▸ **Requirement**:
How do the lines below between the ones holding "Mark one point on every instance of the tree trunk" and "Mark one point on every instance of the woman's hand in", inclusive, read? Give them again exactly, with no other lines.

▸ **Recorded information**:
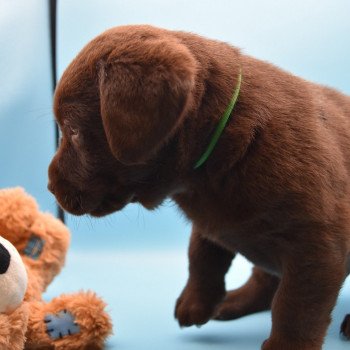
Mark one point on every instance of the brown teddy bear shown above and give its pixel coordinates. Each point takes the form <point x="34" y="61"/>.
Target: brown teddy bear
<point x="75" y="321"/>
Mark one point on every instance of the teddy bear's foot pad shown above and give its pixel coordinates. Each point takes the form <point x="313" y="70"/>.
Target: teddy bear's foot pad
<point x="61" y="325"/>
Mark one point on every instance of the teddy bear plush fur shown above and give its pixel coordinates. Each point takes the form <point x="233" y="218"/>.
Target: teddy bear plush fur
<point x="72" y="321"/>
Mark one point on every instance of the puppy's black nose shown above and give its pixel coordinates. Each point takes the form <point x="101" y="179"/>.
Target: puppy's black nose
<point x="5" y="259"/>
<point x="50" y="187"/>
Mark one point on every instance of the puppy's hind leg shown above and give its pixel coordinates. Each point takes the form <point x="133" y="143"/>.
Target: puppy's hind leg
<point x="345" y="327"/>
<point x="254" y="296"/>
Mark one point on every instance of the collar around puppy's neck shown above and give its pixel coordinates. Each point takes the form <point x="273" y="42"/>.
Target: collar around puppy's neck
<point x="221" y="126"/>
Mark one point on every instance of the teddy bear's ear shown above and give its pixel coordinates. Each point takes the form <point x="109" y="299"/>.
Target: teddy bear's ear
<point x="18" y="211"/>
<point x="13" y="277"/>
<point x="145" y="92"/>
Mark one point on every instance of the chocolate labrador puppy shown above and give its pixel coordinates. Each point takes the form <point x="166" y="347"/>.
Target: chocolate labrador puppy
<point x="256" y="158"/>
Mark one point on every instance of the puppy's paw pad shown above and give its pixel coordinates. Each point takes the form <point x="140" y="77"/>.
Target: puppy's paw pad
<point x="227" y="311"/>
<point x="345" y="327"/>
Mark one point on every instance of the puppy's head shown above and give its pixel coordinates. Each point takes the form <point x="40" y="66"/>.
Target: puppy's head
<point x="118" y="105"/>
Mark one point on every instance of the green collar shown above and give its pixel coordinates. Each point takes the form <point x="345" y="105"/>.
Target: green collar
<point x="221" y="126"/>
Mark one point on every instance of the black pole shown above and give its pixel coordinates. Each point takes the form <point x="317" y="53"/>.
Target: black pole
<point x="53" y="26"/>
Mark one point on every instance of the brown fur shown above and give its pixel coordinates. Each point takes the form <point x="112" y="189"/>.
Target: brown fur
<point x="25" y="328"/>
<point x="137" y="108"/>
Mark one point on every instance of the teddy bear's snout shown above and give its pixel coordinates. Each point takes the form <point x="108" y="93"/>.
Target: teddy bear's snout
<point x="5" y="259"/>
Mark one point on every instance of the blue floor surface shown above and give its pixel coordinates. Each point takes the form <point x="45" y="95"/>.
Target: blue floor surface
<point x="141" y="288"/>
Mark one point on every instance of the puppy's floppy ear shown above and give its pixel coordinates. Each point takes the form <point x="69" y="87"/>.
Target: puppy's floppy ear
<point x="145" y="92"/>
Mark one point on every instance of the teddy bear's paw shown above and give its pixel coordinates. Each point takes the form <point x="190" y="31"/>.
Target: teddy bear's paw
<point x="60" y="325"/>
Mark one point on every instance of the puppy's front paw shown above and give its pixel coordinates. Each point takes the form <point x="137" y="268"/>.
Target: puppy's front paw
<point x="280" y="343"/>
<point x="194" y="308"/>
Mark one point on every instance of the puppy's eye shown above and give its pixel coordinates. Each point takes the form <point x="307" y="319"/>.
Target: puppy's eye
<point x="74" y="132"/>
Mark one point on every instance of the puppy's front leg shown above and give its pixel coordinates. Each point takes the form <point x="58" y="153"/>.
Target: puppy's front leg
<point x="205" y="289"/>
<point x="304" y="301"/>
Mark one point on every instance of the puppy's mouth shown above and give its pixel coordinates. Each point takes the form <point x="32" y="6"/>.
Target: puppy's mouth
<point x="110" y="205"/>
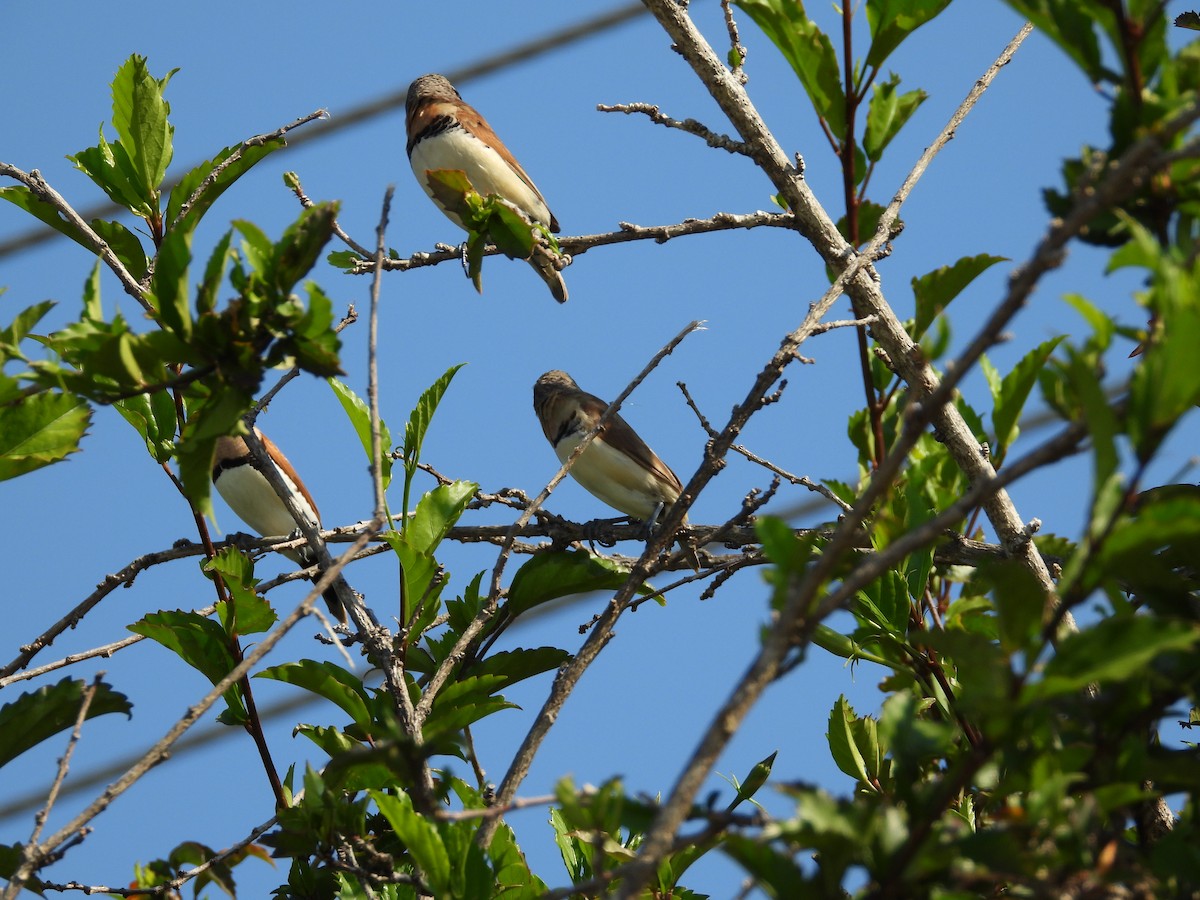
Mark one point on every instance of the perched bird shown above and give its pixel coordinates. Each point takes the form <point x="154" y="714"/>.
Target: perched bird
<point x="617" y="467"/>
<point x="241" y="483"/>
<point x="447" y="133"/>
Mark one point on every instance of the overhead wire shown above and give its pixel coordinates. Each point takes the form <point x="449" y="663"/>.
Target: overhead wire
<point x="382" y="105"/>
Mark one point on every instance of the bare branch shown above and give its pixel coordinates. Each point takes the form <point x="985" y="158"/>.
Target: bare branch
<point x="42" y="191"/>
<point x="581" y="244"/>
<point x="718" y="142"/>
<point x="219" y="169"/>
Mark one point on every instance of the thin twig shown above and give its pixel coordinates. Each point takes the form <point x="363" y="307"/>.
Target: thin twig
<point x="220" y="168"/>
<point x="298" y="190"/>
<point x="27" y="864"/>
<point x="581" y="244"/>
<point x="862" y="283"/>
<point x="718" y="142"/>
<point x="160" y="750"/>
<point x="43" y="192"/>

---

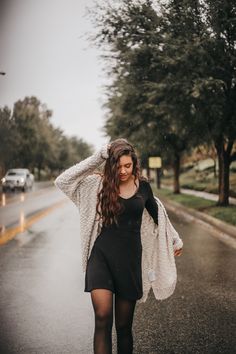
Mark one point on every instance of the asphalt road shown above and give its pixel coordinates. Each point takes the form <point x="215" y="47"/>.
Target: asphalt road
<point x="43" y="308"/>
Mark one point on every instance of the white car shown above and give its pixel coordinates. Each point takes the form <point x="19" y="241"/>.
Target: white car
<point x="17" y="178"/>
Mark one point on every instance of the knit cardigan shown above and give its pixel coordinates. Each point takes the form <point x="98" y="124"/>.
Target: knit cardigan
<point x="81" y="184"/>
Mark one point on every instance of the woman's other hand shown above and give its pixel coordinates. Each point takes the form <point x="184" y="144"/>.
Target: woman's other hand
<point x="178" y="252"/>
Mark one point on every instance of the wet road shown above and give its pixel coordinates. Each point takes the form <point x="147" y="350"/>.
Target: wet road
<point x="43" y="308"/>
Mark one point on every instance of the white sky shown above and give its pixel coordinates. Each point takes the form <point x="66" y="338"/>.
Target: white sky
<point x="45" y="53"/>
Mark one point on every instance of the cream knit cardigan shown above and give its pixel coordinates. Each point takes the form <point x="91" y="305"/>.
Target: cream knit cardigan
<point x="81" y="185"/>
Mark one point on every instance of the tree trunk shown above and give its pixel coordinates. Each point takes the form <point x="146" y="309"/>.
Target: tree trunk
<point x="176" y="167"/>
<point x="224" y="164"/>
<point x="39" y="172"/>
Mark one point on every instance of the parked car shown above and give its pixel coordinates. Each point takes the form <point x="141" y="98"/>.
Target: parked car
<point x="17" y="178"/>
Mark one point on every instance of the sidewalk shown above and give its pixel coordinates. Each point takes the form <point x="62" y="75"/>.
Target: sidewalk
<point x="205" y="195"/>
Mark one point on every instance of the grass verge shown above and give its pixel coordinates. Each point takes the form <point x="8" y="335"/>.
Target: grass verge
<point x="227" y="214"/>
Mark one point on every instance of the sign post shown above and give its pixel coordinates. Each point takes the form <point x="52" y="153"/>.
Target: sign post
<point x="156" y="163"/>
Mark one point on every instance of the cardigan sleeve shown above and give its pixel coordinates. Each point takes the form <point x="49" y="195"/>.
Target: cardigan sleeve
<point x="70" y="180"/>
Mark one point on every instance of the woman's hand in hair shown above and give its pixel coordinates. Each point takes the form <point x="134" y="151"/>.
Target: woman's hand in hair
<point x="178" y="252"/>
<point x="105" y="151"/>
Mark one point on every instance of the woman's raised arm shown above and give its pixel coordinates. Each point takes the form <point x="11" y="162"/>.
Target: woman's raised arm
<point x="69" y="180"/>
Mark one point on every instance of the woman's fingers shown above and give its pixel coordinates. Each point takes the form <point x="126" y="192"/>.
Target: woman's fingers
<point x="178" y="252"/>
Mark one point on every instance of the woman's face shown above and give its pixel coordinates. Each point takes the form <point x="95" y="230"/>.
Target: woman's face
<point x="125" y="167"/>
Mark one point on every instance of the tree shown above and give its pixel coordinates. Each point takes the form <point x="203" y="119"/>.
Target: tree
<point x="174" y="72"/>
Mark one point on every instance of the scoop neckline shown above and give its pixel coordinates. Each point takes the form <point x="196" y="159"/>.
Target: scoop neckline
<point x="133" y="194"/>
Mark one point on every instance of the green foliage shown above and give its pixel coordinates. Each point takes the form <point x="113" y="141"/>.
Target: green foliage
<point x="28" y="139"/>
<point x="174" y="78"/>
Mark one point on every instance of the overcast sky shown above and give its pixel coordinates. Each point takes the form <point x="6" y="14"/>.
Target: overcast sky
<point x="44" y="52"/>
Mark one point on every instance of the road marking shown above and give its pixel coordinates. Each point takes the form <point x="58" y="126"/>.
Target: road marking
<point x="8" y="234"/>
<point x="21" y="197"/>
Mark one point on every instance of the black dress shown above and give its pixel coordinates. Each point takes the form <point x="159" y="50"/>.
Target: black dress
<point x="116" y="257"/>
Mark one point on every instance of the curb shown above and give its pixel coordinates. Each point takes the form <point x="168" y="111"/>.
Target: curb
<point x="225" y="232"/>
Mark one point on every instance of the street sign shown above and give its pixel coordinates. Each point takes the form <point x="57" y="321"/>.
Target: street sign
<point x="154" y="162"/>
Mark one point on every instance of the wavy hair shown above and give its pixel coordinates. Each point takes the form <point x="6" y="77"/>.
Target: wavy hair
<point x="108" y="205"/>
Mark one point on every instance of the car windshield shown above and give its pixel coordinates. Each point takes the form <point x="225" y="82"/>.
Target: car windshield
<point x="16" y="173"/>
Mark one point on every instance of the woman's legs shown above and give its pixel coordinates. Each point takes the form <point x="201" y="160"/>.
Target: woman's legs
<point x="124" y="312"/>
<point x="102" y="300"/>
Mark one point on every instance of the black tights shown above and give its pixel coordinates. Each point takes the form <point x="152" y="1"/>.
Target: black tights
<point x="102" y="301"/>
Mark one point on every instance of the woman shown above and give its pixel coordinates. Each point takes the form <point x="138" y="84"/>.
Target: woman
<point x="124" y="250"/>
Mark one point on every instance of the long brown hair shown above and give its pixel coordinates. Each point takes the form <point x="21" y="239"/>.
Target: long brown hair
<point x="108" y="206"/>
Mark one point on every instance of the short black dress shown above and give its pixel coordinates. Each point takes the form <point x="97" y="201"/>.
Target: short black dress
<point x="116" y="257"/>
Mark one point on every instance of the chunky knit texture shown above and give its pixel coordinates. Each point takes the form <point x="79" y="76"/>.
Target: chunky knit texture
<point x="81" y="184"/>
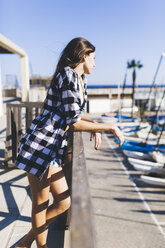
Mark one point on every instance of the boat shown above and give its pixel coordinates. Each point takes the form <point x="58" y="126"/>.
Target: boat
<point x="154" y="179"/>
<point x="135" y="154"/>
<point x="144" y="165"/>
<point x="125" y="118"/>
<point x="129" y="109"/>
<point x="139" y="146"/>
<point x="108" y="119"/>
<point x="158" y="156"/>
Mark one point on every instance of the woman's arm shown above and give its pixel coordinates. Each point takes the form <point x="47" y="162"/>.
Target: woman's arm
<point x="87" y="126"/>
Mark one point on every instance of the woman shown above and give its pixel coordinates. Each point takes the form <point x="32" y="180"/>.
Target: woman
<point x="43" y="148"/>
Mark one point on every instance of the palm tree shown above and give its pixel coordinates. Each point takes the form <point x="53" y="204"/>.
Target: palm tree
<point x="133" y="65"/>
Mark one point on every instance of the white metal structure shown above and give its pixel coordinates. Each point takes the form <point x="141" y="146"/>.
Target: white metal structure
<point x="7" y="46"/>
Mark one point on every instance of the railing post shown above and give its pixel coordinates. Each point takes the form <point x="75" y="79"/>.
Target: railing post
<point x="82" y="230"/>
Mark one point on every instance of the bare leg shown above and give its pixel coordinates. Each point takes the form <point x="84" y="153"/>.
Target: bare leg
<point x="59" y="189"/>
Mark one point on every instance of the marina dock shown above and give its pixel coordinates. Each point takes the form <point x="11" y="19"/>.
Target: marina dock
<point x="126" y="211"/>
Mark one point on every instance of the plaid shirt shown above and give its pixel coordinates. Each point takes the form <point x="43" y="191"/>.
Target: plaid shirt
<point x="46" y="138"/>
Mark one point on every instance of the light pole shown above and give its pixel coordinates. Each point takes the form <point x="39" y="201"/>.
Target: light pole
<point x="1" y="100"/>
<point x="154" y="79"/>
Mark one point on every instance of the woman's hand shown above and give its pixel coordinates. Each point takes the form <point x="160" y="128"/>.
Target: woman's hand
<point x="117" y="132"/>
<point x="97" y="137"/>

▸ **Response**:
Mark one point on every instance of the tree trunk shown above and give its pixel coordinates. Each point takes the form <point x="146" y="309"/>.
Target: tree trunk
<point x="176" y="167"/>
<point x="224" y="164"/>
<point x="39" y="172"/>
Mark one point on every instance of the parked car shown above and give its pixel coordinates. Each point takes the form <point x="141" y="98"/>.
Target: parked car
<point x="17" y="178"/>
Mark one point on every instance of the sidewalk shown above and give its pixel coordinates. Each point takes the form <point x="62" y="75"/>.
Target: sidewalk
<point x="205" y="195"/>
Mark one point on every instance of the grass verge shown above and give its pixel coordinates. Each point takes the form <point x="8" y="335"/>.
Target: grass verge
<point x="227" y="214"/>
Mark one point on every instance of the sign post shown above and give its pixel coordinates. Each point takes the form <point x="52" y="153"/>.
Target: sign post
<point x="156" y="163"/>
Mark one point on every instance of the cardigan sleeve shown above and give its pixel coordinates. Each point takes the form <point x="49" y="195"/>.
Target: cardigan sleeve
<point x="70" y="180"/>
Mark one point on every instance of the woman's hand in hair shown above and give its pixel coordinates. Each point takes the form <point x="134" y="151"/>.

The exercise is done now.